[START PROVIDED ENTRIES]
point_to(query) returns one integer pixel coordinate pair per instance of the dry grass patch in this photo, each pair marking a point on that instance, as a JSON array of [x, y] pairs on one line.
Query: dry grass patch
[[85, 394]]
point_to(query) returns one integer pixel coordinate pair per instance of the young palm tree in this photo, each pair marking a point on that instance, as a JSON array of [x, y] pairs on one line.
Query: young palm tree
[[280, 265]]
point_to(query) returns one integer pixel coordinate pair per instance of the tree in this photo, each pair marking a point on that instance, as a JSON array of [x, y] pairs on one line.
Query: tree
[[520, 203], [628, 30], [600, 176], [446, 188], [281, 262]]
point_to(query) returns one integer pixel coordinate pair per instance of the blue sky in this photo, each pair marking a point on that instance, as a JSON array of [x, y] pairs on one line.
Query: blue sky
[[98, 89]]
[END PROVIDED ENTRIES]
• [WHAT THIS TASK INVOLVES]: Reproduce the items verbatim, starting at their very first line and stopping after the line that contains "[[85, 394]]".

• [OUTPUT FOR THIS TASK]:
point_to(query) returns one integer pixel coordinate pair per instance of the dry grass patch in this photo, each pair marking a point on that instance, as a JSON array of [x, y] pairs on one line.
Query: dry grass patch
[[85, 394]]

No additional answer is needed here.